> **Instruction 1**:
Answer these about the Martucci thread:
(a) In what key is Martucci's Symphony no. 2?
(b) In which city was the symphony first performed?
(c) Which orchestra is listed with Kees Bakels?
> **Instruction 2**: Repeat the Martucci thread word for word from "Welcome to another" to "Scherzo (Allegro vivace)".

> **Document**:
# SS 14.08.21 - Martucci #2



## cougarjuno (Jul 1, 2012)

A continuation of the Saturday Symphonies Tradition:

Welcome to another weekend of symphonic listening!

For your listening pleasure this weekend:

*Giuseppe Martucci (1856 - 1909)
*
Symphony no. 2 in F major, op. 81

I. Allegro Moderato
II. Scherzo (Allegro vivace)
III. Adagio non troppo
IV. Allegro

---------------------

Post what recording you are going to listen to giving details of Orchestra / Conductor / Chorus / Soloists etc - Enjoy!


----------



## cougarjuno (Jul 1, 2012)

This week we have a full-blooded big ol' Romantic symphony with Martucci's Symphony no. 2 in F major. The symphony was finished in 1904 and had its first performance that year in Milan. There are a few performances of the work which was a favorite of Maestro Toscanini, and his early recording of the work is below with the NBC Orchestra. Toscanini was a fierce advocate of Martucci's work and many of his concerts included his works. I also listened to the ASV disc with Francesco D'Avalos conducting the Philharmonia for some superior sonics.


----------



## Rogerx (Apr 27, 2018)

Martucci: Symphony No.1 in D minor, Op.75, etc.

Malaysian Philharmonic Orchestra, Kees Bakels


----------



## Mika (Jul 24, 2009)

Rogerx said:


> Martucci: Symphony No.1 in D minor, Op.75, etc.
> 
> Malaysian Philharmonic Orchestra, Kees Bakels


This one and spotify


----------



## Haydn man (Jan 25, 2014)

I shall give this one a listen also from Spotify


----------



## Haydn man (Jan 25, 2014)

> **Data section**:

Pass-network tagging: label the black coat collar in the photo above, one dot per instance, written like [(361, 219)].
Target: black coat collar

> **Complete answer 1**:
(a) F major
(b) Milan
(c) Malaysian Philharmonic Orchestra

> **Complete answer 2**:
Welcome to another weekend of symphonic listening!

For your listening pleasure this weekend:

*Giuseppe Martucci (1856 - 1909)
*
Symphony no. 2 in F major, op. 81

I. Allegro Moderato
II. Scherzo (Allegro vivace)